I removed the second fl_check_forms() call and continued playing around.
As an experiment, I modified get_next_event() so that it behaved like
this:

- If it was about to return from point 3, jump back up to the top of the
function and (without incrementing dox or calling XEventsQueued a third
time) try to deal with the event again. If, during this second time
around, it got to point 3 again, just return. Don't try it again.

This also completely solved the problem, suggesting something... I have no
idea what, though. I'm primarily a Windows and console-only developer and
I am not yet very familiar with X or the internal workings of the forms
library. For some reason, it appeared as though every other call to
get_next_event was missing events, perhaps because of some weird logic in
get_next_event(). But, more experimenting suggests otherwise.

Moving on, I read this comment in get_next_events():

/* if incoming XEvent has already being pumped from the socket,
   watch_io() will time out, causing a bad delay in handling xevent.

※

> [STATED GOAL]
Answer these questions about the excerpt on get_next_event(), numbering your answers to match.
1. Which call did the writer remove before continuing to experiment?
2. When the modified function jumped back to the top, which two things did it skip?
3. What kind of developer does the writer say they primarily are?

> [RAW DATA]
※

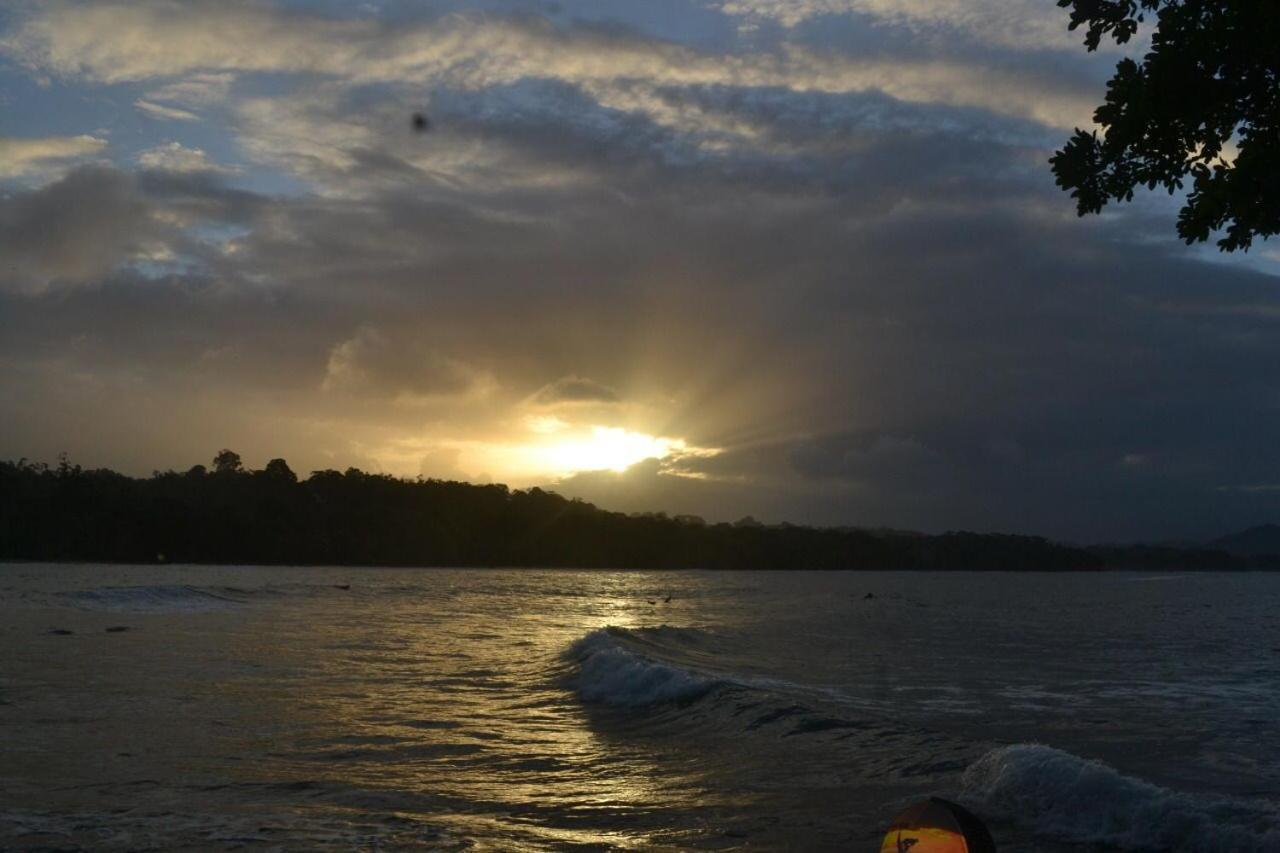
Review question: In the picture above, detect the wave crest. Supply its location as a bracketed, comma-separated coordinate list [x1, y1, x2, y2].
[964, 744, 1280, 853]
[566, 628, 721, 707]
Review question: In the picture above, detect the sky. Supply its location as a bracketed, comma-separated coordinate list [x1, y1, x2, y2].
[0, 0, 1280, 542]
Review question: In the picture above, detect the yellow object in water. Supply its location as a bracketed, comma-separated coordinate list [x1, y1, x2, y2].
[881, 797, 996, 853]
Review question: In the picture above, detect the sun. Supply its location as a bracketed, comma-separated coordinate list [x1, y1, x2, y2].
[531, 427, 685, 475]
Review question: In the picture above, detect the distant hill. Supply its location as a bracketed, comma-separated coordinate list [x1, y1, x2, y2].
[1206, 524, 1280, 557]
[0, 451, 1280, 571]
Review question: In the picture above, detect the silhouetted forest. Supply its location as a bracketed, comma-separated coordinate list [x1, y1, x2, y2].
[0, 451, 1276, 571]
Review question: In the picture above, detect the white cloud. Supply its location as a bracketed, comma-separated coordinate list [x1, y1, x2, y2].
[0, 3, 1093, 127]
[133, 97, 200, 122]
[147, 72, 236, 106]
[138, 142, 227, 172]
[0, 134, 106, 178]
[713, 0, 1080, 47]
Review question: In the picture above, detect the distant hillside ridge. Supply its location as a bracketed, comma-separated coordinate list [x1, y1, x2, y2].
[1206, 524, 1280, 557]
[0, 451, 1280, 571]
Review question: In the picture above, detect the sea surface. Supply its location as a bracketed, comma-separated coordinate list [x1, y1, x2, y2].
[0, 564, 1280, 853]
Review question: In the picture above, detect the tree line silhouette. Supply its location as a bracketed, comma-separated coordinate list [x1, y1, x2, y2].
[0, 451, 1276, 571]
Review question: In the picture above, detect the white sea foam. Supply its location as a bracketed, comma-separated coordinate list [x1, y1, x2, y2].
[964, 744, 1280, 853]
[58, 585, 244, 613]
[567, 629, 719, 706]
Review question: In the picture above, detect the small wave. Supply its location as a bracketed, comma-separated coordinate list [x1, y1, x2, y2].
[566, 628, 722, 707]
[964, 744, 1280, 853]
[58, 585, 244, 613]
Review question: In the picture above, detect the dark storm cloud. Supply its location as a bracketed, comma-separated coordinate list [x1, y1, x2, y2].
[0, 0, 1280, 539]
[0, 167, 157, 291]
[532, 377, 618, 406]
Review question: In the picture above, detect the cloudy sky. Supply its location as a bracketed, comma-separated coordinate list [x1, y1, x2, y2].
[0, 0, 1280, 540]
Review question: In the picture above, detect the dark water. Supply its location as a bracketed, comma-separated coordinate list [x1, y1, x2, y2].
[0, 565, 1280, 852]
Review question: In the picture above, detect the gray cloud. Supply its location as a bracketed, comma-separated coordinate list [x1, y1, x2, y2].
[0, 0, 1280, 539]
[531, 377, 620, 406]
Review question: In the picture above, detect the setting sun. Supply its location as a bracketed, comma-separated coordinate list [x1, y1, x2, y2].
[531, 427, 685, 475]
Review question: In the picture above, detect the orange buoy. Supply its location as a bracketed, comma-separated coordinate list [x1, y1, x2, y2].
[881, 797, 996, 853]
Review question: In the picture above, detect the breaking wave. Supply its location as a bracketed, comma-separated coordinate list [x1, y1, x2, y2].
[58, 585, 247, 613]
[964, 744, 1280, 853]
[564, 628, 724, 707]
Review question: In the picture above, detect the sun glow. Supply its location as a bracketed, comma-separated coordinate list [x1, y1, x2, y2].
[529, 427, 686, 475]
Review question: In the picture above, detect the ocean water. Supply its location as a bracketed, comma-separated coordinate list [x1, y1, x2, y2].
[0, 565, 1280, 853]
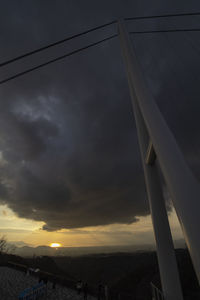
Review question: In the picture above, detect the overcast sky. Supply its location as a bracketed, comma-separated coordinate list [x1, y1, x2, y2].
[0, 0, 200, 246]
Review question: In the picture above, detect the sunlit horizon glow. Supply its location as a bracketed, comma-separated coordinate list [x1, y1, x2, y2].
[0, 205, 182, 249]
[50, 243, 62, 248]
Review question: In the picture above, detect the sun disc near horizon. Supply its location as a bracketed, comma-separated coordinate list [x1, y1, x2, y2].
[50, 243, 62, 248]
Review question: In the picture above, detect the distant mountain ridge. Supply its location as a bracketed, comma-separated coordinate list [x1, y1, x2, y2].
[9, 240, 185, 257]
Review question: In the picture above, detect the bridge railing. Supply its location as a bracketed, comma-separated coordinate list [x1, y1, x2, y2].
[18, 282, 47, 300]
[151, 282, 165, 300]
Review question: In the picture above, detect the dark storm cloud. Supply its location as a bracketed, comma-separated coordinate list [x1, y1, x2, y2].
[0, 1, 200, 231]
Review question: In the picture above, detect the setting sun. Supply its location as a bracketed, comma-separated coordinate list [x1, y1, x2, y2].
[50, 243, 61, 248]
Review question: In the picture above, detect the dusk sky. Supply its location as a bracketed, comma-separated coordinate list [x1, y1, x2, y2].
[0, 0, 200, 246]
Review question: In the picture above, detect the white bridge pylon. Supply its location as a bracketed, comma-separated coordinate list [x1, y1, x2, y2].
[118, 21, 200, 300]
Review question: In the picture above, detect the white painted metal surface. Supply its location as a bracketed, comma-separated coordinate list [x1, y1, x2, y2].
[119, 23, 188, 300]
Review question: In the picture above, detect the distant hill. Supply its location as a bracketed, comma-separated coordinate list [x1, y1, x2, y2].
[11, 240, 185, 257]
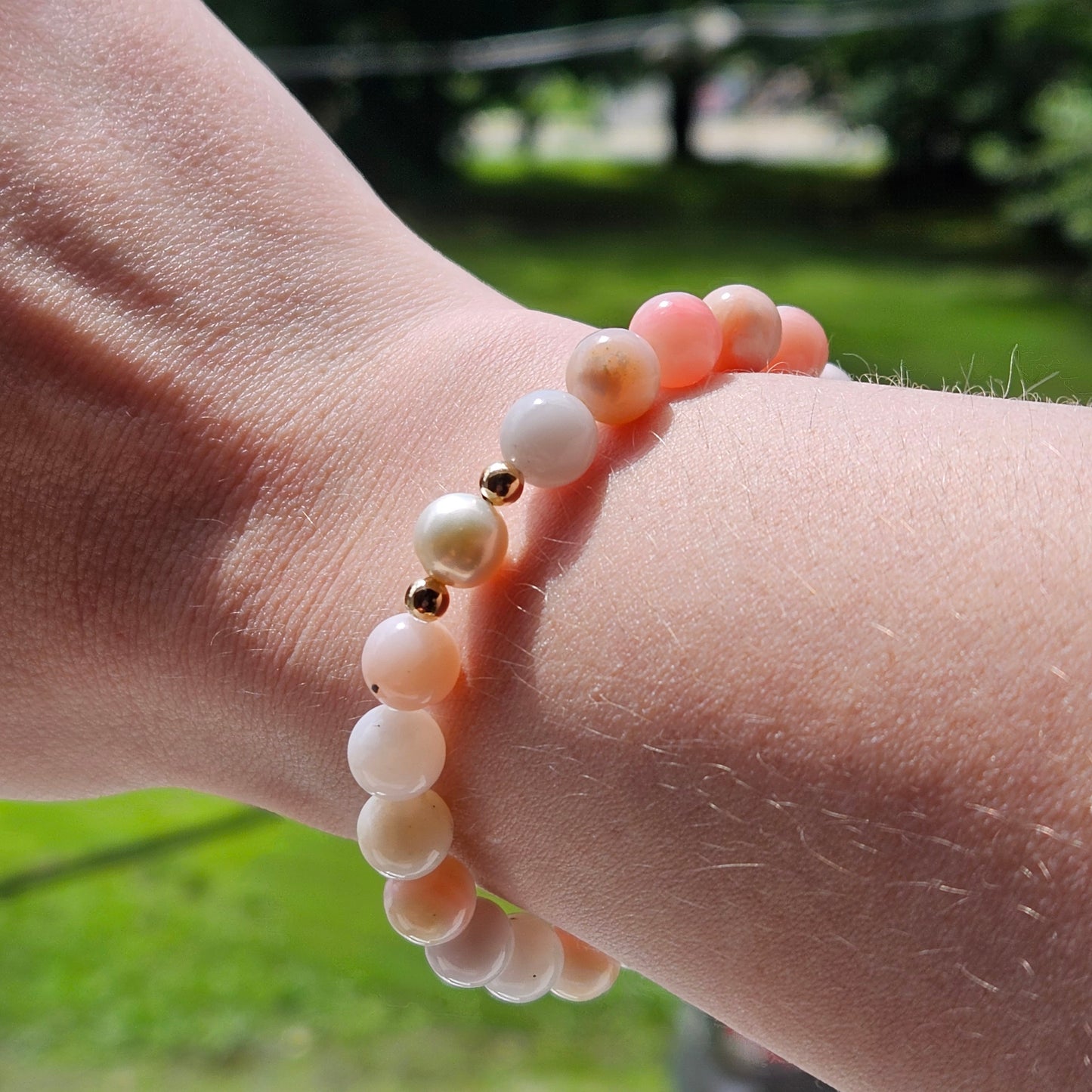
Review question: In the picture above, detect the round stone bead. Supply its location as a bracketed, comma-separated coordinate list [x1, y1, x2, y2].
[766, 304, 830, 376]
[425, 896, 515, 989]
[552, 930, 618, 1001]
[565, 328, 660, 425]
[356, 790, 453, 880]
[629, 292, 722, 388]
[705, 284, 781, 371]
[819, 360, 853, 380]
[500, 391, 599, 489]
[348, 705, 447, 800]
[413, 493, 508, 587]
[360, 614, 459, 709]
[486, 914, 565, 1004]
[383, 857, 477, 945]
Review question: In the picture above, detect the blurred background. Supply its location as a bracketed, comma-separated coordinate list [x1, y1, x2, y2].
[6, 0, 1092, 1092]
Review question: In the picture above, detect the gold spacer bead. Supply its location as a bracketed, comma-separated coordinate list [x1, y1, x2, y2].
[407, 577, 451, 621]
[478, 462, 523, 505]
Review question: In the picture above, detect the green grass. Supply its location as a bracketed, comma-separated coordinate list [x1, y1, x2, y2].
[418, 159, 1092, 401]
[8, 166, 1092, 1092]
[0, 792, 674, 1092]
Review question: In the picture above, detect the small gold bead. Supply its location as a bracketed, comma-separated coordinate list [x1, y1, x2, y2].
[407, 577, 451, 621]
[478, 462, 523, 505]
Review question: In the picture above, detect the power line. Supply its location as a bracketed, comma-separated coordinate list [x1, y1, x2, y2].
[258, 0, 1056, 82]
[0, 808, 273, 899]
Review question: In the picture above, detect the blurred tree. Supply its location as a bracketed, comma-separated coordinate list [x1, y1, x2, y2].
[979, 81, 1092, 260]
[773, 0, 1092, 201]
[203, 0, 725, 191]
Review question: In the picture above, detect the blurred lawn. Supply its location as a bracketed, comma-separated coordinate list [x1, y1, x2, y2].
[0, 166, 1092, 1092]
[0, 792, 674, 1092]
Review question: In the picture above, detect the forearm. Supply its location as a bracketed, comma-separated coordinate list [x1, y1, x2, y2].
[0, 5, 1092, 1092]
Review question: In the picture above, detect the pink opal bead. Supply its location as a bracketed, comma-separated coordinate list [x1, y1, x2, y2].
[565, 328, 660, 425]
[360, 614, 459, 709]
[348, 705, 447, 800]
[485, 914, 565, 1004]
[552, 930, 619, 1001]
[705, 284, 781, 371]
[383, 857, 477, 945]
[629, 292, 722, 388]
[356, 790, 454, 880]
[766, 304, 830, 376]
[425, 896, 515, 989]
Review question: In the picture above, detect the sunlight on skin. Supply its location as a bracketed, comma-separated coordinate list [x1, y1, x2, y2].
[0, 0, 1092, 1092]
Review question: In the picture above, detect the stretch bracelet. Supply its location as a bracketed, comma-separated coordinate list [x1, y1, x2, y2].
[348, 285, 849, 1003]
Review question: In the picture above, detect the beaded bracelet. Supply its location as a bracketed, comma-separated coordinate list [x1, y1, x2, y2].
[348, 285, 849, 1003]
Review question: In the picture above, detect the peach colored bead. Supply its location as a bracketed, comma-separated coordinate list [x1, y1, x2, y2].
[383, 857, 477, 945]
[356, 790, 454, 880]
[565, 328, 660, 425]
[346, 705, 447, 800]
[485, 914, 565, 1004]
[629, 292, 723, 388]
[766, 304, 830, 376]
[552, 930, 618, 1001]
[425, 896, 515, 989]
[360, 614, 459, 709]
[705, 284, 781, 371]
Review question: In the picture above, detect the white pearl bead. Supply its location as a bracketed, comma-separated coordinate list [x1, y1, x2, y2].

※

> [CORRECT RESULT]
1. The second fl_check_forms() call.
2. Incrementing dox and calling XEventsQueued a third time.
3. A Windows and console-only developer.